====== Text excerpt

Skip to main content

7.5.4 Structured Output

Section Overview

When many people use large models for the first time, they naturally let the model output a piece of natural language. But once you want to connect the model into a program system, you quickly run into a real problem:

Natural language is flexible, but not stable.

Structured output is about solving the problem of “making the model’s answer look more like a program interface.”

Learning Objectives

  • Understand why structured output is very important for LLM applications
  • Learn how to design a simple but clear JSON output format
  • Understand field design, constraint instructions, and validation logic
  • Read a minimal closed loop from Prompt to JSON parsing
  • Distinguish the differences and relationship between “structured output” and “Function Calling”

Why Isn’t Natural Language Enough?

A Very Common Fragile Scenario

Suppose you want the model to identify user intent:

User input:

“I want to learn about the refund policy”

If the model returns:

“This user is probably asking about refunds; suggest routing to the refund module.”

A human can understand it. But it is hard for a program to use this text stably.

Because what the program really wants is:

{
"intent": "refund_policy",
"confidence": 0.92
}

What Is the Real Problem?

The problem is not that the model cannot answer, but that:

Natural-language output is too free-form, so programs have a hard time consuming it reliably.

So when the model’s output needs to be passed to:

  • the frontend
  • the backend
  • a workflow
  • a database

structured output almost becomes a must-have.

============
====== Extracted records

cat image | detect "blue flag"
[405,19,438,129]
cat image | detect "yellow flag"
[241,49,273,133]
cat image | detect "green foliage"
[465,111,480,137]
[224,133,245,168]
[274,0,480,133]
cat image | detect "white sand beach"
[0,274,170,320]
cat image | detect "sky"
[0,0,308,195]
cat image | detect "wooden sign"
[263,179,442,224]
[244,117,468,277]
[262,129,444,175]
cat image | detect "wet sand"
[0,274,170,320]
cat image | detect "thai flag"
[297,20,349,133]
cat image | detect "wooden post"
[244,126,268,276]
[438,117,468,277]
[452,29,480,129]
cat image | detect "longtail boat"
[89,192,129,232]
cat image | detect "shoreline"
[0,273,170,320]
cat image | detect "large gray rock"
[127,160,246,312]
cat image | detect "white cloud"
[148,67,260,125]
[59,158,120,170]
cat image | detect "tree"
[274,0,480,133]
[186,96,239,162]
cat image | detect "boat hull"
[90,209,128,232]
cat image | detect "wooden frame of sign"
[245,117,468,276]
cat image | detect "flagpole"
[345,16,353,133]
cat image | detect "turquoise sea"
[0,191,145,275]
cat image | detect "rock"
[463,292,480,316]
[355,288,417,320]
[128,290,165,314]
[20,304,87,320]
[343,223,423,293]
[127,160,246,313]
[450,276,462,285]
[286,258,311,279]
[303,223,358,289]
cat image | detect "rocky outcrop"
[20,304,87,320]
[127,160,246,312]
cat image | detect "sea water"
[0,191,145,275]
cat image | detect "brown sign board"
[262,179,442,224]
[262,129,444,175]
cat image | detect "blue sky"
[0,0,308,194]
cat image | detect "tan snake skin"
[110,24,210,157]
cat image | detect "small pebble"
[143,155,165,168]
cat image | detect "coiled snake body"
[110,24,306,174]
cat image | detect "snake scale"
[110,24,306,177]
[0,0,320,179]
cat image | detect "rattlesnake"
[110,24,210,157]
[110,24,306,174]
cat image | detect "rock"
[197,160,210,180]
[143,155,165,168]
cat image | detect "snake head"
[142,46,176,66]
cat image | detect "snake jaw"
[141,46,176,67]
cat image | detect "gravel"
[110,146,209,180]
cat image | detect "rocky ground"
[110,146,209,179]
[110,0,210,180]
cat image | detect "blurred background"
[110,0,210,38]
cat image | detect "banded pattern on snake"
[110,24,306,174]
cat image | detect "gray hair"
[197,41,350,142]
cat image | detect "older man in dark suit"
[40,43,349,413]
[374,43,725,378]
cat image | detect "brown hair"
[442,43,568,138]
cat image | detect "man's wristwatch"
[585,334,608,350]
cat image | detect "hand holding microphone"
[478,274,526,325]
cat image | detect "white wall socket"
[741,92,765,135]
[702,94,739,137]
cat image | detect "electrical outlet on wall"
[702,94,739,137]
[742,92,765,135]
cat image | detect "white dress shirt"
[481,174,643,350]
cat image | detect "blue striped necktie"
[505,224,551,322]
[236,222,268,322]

============

Check your understanding
a – According to the structured output section, what is the real problem with natural-language output?
b – Write the next part of the structured output section, picking up right after its last sentence.
The items have nothing to do with the structured output section.

Expected outputs
a – It is too free-form, so programs have a hard time consuming it reliably.

b –
What Exactly Is Structured Output?

A Simple Definition

Structured output = making the model output results according to pre-agreed fields and format.

The most common formats include:

  • JSON
  • lists
  • tables
  • fixed-field objects

Why Is JSON the Most Common?

Because it satisfies all of these at the same time:

  • humans can read it
  • programs can parse it
  • the structure is clear

So in LLM applications, JSON is usually the first choice for structured output.

Terms you should understand before writing schemas

TermPlain meaningPractical use
JSONA lightweight data format made of objects, arrays, strings, numbers, booleans, and nullIt lets the model output something a program can parse with json.loads()
SchemaThe expected shape of the output: field names, field types, allowed values, and required fieldsIt is the contract between the Prompt and the downstream program
FieldOne named piece of data, such as intent or confidenceStable field names let backend code read the result without guessing
ValidationProgram checks that the output is parseable, complete, and typed correctlyIt catches bad model output before it breaks the next workflow
EnumA fixed set of allowed values, such as refund_policy / certificate / otherIt prevents the model from inventing many similar labels

What Is the Most Core Design Point of Structured Output?

Keep Fields Few and Clear

A mistake beginners often make is:

  • designing 20 fields at the start
  • but each field has unstable meaning

A better principle is:

First use the fewest fields to express the most important result.

For example, for intent recognition:

{
"intent": "refund_policy",
"confidence": 0.92
}

is already enough.

Field Names Must Be Stable

If today it is called:

  • intent

tomorrow:

  • user_intent

and the day after:

  • task_type

then the program side will become more and more confused.

So one of the first principles of structured output is:

Field names must be stable.


A Minimal Runnable Example: From String JSON to Program Parsing

First Look at Minimal Parsing

import json

text = '{"intent": "refund_policy", "confidence": 0.92}'
data = json.loads(text)

print(data)
print("intent =", data["intent"])
print("confidence =", data["confidence"])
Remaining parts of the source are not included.